── Passage shown

HUD asked the court to dismiss the lawsuit for failing to state a claim for which relief can be granted, arguing that the resident based her lawsuit on the mistaken belief that HUD owns or manages the site and the PHA.

Ruling: An Alabama district court dismissed the resident’s lawsuit.

Reasoning: HUD produced evidence showing that the site is owned and managed by the PHA, which is governed by a board of commissioners appointed by the mayor of the city. HUD also produced persuasive authority showing that it has no legal duty to ensure the habitability of housing leased by the site and the PHA.

Also, in response to HUD’s motion to dismiss, the resident conceded that she misunderstood HUD’s relationship to the PHA and site, and appeared to allege that her claims should be directed at the site or the PHA rather than HUD. Given this concession, along with the absence of any argument or showing that she had a plausible cause of action against HUD, the court found that the resident hadn’t provided any legitimate reason that her claims against HUD shouldn’t be dismissed.

Despite the fact that the resident named only HUD as a defendant in her lawsuit, the resident asked the court to allow her suit to move forward, presumably against the owners and management of the site and the PHA. The court found that while she could potentially bring her claims in an Alabama state court, she couldn’t bring them in a federal court. This federal court lacks any basis for concluding that the owner or PHA is a citizen of a different state than the resident and her potential claims are state-law claims that do not arise under federal law. Therefore, even if the court dismissed this action with leave to amend, such an order wouldn’t work.

────
── Material provided

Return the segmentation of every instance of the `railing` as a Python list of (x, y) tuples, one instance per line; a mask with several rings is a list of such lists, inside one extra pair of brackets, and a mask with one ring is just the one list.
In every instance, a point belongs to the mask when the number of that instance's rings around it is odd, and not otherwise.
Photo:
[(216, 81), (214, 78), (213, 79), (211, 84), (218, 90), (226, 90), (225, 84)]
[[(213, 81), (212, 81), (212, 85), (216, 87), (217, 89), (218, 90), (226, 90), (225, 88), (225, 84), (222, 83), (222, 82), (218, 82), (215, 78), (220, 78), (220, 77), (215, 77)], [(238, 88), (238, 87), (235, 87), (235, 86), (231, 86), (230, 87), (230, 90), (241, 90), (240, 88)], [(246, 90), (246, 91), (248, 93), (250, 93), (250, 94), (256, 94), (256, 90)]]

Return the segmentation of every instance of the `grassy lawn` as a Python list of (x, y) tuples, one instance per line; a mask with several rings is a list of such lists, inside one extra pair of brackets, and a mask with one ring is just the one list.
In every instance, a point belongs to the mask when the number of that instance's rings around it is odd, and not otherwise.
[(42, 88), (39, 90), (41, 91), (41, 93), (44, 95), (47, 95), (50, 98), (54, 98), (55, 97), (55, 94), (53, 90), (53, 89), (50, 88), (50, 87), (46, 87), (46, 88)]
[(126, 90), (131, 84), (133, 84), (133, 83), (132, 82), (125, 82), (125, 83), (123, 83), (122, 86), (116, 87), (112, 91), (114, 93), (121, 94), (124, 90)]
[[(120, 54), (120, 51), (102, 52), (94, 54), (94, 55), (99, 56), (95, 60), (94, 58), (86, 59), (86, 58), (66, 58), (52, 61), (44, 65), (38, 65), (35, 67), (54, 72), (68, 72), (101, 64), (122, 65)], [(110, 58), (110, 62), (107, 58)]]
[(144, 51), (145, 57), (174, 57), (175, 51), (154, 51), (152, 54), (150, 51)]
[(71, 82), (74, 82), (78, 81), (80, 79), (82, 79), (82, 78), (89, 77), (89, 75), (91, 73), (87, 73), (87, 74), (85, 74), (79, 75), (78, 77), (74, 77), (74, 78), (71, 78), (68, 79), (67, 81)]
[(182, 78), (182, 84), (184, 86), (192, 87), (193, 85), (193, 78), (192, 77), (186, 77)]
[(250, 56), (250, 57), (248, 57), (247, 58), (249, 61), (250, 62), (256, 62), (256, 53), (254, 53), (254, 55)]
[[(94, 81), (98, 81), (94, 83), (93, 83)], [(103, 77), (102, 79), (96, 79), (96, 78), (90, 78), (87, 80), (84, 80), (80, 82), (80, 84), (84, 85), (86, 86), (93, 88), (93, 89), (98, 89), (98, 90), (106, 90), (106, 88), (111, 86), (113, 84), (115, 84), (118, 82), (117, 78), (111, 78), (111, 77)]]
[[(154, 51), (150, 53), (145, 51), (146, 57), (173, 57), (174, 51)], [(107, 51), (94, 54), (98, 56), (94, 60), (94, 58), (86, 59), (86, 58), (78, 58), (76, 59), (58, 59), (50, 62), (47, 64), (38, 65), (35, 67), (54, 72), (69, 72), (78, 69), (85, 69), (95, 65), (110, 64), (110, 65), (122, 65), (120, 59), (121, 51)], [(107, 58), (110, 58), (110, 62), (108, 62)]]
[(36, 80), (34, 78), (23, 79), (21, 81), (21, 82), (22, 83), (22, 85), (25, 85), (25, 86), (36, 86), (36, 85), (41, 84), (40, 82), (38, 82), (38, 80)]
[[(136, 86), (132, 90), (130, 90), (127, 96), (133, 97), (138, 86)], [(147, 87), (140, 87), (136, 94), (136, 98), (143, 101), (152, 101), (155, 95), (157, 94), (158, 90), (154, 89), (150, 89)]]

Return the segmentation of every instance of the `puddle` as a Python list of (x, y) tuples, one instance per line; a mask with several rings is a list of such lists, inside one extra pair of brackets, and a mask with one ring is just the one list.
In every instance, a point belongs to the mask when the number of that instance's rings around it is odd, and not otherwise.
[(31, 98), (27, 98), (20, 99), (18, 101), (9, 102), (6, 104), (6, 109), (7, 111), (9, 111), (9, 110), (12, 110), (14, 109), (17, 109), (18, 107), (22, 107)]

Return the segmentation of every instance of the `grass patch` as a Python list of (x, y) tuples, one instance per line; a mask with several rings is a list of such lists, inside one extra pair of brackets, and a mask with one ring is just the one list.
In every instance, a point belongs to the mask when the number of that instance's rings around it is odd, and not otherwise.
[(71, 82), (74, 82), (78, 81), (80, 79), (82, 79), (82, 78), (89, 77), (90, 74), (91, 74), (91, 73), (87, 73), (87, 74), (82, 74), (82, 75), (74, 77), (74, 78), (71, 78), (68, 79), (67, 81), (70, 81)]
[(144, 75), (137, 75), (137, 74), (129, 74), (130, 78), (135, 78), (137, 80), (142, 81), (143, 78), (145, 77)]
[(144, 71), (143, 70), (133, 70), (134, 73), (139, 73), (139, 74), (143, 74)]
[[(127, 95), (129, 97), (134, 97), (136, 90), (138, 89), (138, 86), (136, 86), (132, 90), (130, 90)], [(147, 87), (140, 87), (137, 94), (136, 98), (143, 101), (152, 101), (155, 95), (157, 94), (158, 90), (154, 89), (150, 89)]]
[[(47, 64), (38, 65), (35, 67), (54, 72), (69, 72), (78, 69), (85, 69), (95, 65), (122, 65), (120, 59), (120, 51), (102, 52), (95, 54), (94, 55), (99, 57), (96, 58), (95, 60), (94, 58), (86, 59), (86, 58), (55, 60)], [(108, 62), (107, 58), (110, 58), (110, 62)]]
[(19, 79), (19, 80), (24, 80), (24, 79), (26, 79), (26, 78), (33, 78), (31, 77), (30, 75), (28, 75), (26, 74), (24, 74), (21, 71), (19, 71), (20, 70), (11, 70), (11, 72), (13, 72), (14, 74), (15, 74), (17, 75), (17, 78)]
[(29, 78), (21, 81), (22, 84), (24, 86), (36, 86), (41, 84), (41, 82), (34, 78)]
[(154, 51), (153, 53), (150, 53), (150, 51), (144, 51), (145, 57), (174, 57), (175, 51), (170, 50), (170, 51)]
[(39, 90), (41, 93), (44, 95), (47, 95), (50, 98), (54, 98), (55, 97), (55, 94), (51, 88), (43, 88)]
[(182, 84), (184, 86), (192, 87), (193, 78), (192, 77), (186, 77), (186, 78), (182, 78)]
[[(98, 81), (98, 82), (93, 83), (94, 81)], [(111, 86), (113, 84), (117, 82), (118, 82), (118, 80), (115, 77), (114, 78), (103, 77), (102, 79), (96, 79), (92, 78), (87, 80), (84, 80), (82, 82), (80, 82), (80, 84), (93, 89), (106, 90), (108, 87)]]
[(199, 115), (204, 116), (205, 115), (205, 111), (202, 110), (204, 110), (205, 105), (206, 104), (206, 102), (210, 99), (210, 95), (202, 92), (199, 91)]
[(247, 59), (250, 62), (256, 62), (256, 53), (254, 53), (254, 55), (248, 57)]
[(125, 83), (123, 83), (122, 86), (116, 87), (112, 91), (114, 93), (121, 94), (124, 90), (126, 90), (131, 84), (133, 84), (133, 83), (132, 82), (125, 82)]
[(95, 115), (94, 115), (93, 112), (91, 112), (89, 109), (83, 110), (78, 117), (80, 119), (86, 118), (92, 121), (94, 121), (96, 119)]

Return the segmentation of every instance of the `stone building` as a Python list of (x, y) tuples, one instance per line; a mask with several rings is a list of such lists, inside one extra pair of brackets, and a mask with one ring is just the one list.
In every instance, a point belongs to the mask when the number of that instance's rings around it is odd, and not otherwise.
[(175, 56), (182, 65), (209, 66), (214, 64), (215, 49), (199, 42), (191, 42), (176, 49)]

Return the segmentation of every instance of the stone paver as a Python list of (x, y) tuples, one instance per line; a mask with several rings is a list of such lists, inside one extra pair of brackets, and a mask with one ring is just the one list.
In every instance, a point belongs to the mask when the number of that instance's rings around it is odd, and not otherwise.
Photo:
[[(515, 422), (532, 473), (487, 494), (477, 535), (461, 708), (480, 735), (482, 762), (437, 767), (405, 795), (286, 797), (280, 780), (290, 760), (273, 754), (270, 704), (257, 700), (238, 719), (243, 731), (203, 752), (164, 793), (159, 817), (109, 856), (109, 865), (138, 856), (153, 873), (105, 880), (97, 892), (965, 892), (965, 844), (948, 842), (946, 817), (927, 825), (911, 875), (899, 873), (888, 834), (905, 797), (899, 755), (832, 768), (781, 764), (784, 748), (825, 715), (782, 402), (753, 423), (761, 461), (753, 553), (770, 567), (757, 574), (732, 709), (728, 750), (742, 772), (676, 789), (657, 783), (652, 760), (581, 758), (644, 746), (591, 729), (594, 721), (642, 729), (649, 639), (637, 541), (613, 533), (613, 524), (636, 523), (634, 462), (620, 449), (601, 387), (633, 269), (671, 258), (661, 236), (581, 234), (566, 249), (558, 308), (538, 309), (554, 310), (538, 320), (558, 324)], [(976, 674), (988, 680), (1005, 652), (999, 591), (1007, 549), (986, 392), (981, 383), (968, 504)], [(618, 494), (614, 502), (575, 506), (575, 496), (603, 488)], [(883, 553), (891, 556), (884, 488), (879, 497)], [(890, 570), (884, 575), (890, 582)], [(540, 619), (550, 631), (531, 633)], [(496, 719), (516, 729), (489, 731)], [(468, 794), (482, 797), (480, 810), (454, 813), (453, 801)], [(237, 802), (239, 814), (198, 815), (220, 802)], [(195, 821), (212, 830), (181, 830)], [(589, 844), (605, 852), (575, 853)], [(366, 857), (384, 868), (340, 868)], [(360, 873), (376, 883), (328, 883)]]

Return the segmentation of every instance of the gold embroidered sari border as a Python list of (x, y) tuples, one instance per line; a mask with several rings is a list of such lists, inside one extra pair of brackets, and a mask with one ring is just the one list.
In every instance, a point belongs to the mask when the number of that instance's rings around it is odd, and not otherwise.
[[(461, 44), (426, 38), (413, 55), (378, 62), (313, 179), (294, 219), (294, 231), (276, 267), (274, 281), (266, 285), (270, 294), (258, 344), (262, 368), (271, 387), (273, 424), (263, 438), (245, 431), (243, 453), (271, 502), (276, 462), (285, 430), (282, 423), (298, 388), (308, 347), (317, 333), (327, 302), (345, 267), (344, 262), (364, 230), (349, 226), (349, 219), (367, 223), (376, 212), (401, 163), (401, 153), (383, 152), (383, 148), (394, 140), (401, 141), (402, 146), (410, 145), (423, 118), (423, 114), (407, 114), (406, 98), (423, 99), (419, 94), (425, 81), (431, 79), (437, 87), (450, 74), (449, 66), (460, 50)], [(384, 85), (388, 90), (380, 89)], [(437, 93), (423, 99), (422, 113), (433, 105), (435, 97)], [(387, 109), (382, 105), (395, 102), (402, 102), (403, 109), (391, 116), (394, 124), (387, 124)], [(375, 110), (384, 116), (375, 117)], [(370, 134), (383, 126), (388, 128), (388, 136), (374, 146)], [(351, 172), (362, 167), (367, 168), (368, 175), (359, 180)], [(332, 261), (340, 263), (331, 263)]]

────

▶ [What you have to do]: Can you retype everything in the HUD ruling summary from "Reasoning: HUD produced" down to "by the site and the PHA."? None of this data is needed.

▶ [Exercise response]:
Reasoning: HUD produced evidence showing that the site is owned and managed by the PHA, which is governed by a board of commissioners appointed by the mayor of the city. HUD also produced persuasive authority showing that it has no legal duty to ensure the habitability of housing leased by the site and the PHA.